Phrase grounding data -
- Opening Delimiter -

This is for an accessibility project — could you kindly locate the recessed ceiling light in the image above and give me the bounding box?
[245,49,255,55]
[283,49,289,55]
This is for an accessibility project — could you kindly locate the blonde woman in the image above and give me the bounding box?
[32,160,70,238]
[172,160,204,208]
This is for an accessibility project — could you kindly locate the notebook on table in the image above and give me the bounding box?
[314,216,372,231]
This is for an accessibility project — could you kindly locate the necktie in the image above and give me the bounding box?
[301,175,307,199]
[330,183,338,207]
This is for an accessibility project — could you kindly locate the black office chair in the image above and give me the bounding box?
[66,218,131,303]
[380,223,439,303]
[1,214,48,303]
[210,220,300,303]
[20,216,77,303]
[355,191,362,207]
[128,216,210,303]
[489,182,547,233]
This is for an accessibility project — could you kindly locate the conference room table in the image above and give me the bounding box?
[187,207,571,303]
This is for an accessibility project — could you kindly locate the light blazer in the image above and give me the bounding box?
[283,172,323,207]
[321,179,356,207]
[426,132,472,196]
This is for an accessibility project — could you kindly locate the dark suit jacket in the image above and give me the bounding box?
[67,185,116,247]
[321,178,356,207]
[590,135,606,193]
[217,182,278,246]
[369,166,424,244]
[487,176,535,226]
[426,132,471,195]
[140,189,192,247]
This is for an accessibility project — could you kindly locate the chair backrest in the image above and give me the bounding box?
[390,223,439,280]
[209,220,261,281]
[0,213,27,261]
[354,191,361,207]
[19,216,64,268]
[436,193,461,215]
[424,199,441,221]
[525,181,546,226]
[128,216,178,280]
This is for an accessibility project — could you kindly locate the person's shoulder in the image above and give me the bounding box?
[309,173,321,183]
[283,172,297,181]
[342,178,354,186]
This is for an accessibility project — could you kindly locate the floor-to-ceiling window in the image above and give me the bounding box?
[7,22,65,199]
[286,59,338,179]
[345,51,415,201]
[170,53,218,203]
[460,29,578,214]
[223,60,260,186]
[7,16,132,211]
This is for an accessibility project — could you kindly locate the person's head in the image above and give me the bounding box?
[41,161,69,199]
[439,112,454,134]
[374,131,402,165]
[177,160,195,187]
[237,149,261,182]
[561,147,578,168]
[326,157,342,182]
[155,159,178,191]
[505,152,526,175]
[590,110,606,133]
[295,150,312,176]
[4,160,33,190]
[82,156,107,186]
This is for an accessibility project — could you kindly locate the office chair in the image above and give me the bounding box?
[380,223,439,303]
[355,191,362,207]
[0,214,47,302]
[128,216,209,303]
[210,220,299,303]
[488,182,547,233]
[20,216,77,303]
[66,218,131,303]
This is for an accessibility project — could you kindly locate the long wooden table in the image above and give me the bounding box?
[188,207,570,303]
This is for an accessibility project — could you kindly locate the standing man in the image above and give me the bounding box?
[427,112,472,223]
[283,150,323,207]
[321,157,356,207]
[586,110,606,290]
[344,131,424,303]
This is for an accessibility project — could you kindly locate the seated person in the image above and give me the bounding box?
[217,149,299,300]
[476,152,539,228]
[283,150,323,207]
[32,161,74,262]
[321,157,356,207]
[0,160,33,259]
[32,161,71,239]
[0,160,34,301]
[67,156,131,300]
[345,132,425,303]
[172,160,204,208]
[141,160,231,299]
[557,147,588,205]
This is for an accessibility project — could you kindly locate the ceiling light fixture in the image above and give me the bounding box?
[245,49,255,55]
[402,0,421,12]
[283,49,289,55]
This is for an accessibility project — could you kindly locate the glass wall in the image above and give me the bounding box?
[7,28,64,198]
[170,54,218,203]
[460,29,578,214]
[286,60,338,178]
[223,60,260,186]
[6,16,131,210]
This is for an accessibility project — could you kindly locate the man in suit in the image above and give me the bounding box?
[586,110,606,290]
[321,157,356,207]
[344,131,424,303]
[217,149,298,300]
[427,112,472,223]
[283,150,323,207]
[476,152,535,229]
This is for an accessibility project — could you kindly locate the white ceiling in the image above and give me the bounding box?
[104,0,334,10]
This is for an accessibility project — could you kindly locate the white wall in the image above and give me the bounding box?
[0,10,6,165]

- Closing Delimiter -

WORK TASK -
The records above must be restated. Preserve every word.

TASK RESULT -
This is for an accessibility project — could you kindly locate the recessed ceiling light in the image above and give me the bounding box?
[245,49,255,55]
[283,49,289,55]
This is for an accessibility project — could you kindly locate the blonde woman in the image above and give me the bounding box?
[32,160,70,238]
[172,160,204,208]
This is for an accessibility project — could you kindly locate the notebook on table in the image above and give me the bounding box?
[314,216,372,231]
This is for an accessibility project — could you kindly locate the necktie in the image above and give me the bounding box?
[301,175,307,199]
[330,183,338,207]
This is for an accessibility project — could you kindly locate the black office chair in the image above and give me the bounding box?
[66,218,131,303]
[380,223,439,303]
[1,214,48,303]
[210,220,300,303]
[20,216,77,303]
[355,191,362,207]
[128,216,210,303]
[489,182,547,233]
This is for an accessibility project — could you kindly locate the conference room table in the image above and give me the bounding box?
[187,207,571,303]
This is for an accessibility project — could you kindly locate the light blazer in the image above and give me the bounding box?
[283,172,323,207]
[321,179,356,207]
[426,132,472,196]
This is for an accessibility project — could you kindly locate the dark suit jacket in the image above and give me the bounding box?
[67,185,116,247]
[321,178,356,207]
[590,135,606,193]
[217,182,278,246]
[369,166,424,244]
[487,176,535,226]
[426,132,471,195]
[140,189,192,247]
This is for an accessibility project — could you kindly locate the chair backrest in the image above and give me the bounding box?
[390,223,439,280]
[209,220,261,281]
[0,213,27,261]
[354,191,361,207]
[19,216,64,268]
[436,193,461,215]
[424,199,441,221]
[525,181,546,226]
[128,216,178,280]
This is for an accessibility project — could you kindly locate the person's shoulder in the image above and give me the bounding box?
[309,173,321,183]
[283,172,297,181]
[342,178,354,186]
This is for an accessibility project — could you kindly locate the floor-to-ceiling window in the image above and give me the bounding box?
[7,22,65,199]
[286,59,338,179]
[345,51,415,201]
[170,53,218,203]
[460,29,578,214]
[223,60,260,186]
[7,16,132,211]
This is for an accessibility project — could you kindly locate the person's head in the image above and give me the bounding box?
[41,161,69,199]
[439,112,454,134]
[374,131,402,165]
[177,160,195,187]
[237,149,261,182]
[561,147,578,168]
[326,157,342,182]
[155,159,178,191]
[505,152,526,175]
[590,110,606,133]
[295,150,312,176]
[4,160,33,190]
[82,156,107,186]
This is for an accessibility project — could you kindly locate the office chair in the image above and give me the bounding box?
[380,223,439,303]
[355,191,362,207]
[0,214,47,302]
[128,216,209,303]
[210,220,299,303]
[488,182,547,233]
[20,216,77,303]
[66,218,131,303]
This is for an accessibility project — could you kindly locate the long wooden table in the image above and give me the bounding box?
[188,207,570,303]
This is for an accessibility project — could you kindly locate the standing man in the image above and give me the bounding box?
[427,112,472,223]
[283,150,323,207]
[321,157,356,207]
[586,110,606,290]
[344,131,424,303]
This is for an accessibility project — could you kindly locate the seated person in the image above and give me the bounding box?
[217,149,299,300]
[476,152,539,228]
[283,150,323,207]
[32,161,74,262]
[321,157,356,207]
[0,160,33,259]
[32,161,71,239]
[0,160,34,301]
[67,156,131,300]
[345,132,425,303]
[172,160,204,208]
[141,160,231,299]
[557,147,588,205]
This is for an accessibility project — could you kindly locate the ceiling light fixture in the image above and give me the bounding box?
[245,49,255,55]
[402,0,421,12]
[283,49,289,55]
This is for an accessibility project — could you kindly locate the glass wall in the image above and give me the bounding box?
[7,28,64,198]
[170,54,218,203]
[460,29,578,214]
[286,60,338,178]
[223,60,260,186]
[6,16,131,210]
This is for an accessibility project — could you kindly locate the man in suit in the image above and give me the bounding box?
[586,110,606,290]
[321,157,356,207]
[344,131,424,303]
[217,149,298,300]
[427,112,472,223]
[283,150,323,207]
[476,152,535,229]
This is for an accessibility project — could you kindly locate the white ceiling in the image above and give me the bounding box?
[104,0,334,10]
This is for an accessibility project — could you kindly locate the white wall in the image above and give me the bounding box?
[0,10,6,165]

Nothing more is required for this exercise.